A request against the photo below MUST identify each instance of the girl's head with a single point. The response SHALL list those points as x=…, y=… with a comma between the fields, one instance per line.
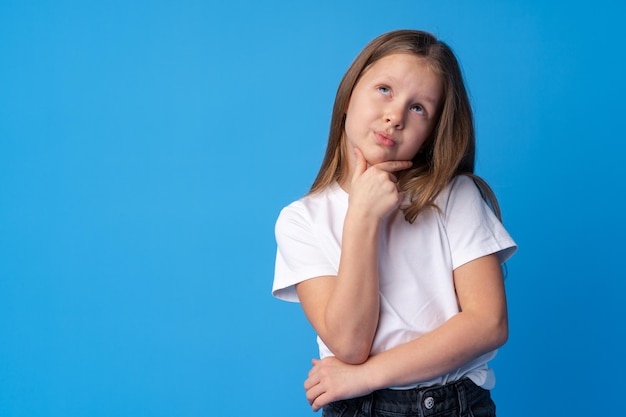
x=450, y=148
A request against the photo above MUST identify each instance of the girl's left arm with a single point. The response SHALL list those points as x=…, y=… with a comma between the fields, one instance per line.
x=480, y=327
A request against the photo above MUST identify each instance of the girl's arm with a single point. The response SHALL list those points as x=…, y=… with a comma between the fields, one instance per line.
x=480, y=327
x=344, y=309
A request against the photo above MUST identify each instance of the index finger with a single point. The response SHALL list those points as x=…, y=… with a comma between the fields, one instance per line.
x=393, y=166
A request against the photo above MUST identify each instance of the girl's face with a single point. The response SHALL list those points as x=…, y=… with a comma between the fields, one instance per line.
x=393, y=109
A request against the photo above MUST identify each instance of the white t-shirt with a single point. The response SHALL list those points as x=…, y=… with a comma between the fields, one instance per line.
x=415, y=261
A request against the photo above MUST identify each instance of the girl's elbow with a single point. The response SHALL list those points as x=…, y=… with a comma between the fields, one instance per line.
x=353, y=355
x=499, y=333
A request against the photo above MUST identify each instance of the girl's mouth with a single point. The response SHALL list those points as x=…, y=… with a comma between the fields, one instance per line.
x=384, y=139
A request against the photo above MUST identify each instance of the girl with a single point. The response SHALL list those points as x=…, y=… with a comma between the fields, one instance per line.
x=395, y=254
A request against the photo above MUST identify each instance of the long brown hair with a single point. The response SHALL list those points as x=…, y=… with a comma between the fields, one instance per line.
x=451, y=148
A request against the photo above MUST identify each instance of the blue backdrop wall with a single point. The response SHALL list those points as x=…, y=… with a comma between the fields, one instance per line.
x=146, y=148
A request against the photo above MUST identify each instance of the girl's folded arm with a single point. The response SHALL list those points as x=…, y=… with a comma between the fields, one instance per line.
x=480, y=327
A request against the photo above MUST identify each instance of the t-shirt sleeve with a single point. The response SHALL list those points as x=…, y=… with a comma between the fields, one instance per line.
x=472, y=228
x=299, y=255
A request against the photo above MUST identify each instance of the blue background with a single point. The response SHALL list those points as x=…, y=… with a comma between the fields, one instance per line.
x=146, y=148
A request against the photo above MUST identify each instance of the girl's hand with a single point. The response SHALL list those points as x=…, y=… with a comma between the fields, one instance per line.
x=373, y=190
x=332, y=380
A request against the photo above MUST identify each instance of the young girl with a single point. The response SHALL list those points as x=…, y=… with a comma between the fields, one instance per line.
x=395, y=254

# [What to work on]
Turn all the entries above into a two-column CSV with the headers input and output, one row per entry, each field quoted and any line breaks in it replaced with spaces. Put each entry's wording under input and its answer under output, and leave the pictures out.

# [Completed task]
input,output
"A request against the photo below MUST identify each instance of the girl's head with a single point. The response SHALL list those points as x=…, y=… with a comma between the fields, one instance per line.","x=450, y=148"
"A request against the photo above MUST identify each instance of the girl's left arm with a single point. The response SHALL list those points as x=…, y=… with a comma between the fields, one instance per line.","x=480, y=327"
"A request against the photo above MUST identify each instance of the girl's arm with a single point. The response SHALL list those points as x=…, y=… with a comma between the fields, one instance per line.","x=480, y=327 x=344, y=309"
"A request against the photo above MUST identify each instance of the index finger with a single point. The response SHALL list those points as x=…, y=… with a comma between the fields, one instance per line.","x=393, y=166"
"A request against the photo above MUST identify each instance of the girl's face with a single point. The response SHALL list those points as x=…, y=… with a comma between the fields, one instance per line.","x=393, y=109"
"A request against the photo above MUST identify each instance of the white t-shirt with a single point. The response SHALL list those points as x=…, y=… with a comma between the fields, one instance per line.","x=415, y=261"
"A request against the photo above MUST identify each instance of the girl's elbow with a single point. The response SHALL list those points as x=…, y=… with a comma between the fields, one instance per line.","x=353, y=355 x=499, y=333"
"A request against the photo above MUST identify each instance of the girl's mouth with a single point. The response SHALL list those points as x=…, y=… with a comma between the fields, one instance per line.","x=384, y=139"
"A request against the photo above MUST identify each instance of the girl with a single point. The response SHALL list those points as x=…, y=… with a comma between the fields, one instance per line.","x=395, y=254"
"A request against the photo above MUST identify each instance of the long brown hair with a single point. The response SHALL list those points as x=…, y=… with a comma between the fields, one instance per line.","x=451, y=148"
"A request against the photo above MUST identify each instance of the blue backdrop wall with a single point. The response SHALL list those points as x=…, y=… with a comma between the fields, one instance per line.","x=146, y=148"
"A request against the photo above MUST identify each instance of the girl's folded arm with a single point. The response SHALL list those points as x=…, y=… with a comma between the fields, one instance per line.","x=480, y=327"
"A request against the photo above MUST identify each instance of the t-shirt sleeve with a single point. The response SHALL list those points as x=…, y=… with a comma between the fields, one instance per line.","x=472, y=228 x=299, y=255"
"A request against the photo above MUST identify each instance of the blue background with a single point. The response SHALL list those points as x=…, y=… with a comma between the fields, one instance per line.","x=146, y=148"
"A request against the photo above MUST identify each instance of the girl's hand with a single point. The response SHALL list those points as x=…, y=… with a comma between the fields, one instance per line.","x=373, y=190 x=332, y=380"
"A request against the photo above MUST identify each instance of the young girl with a single point. The response SHALL list those points as x=…, y=… with a comma between the fields, one instance per line.","x=395, y=254"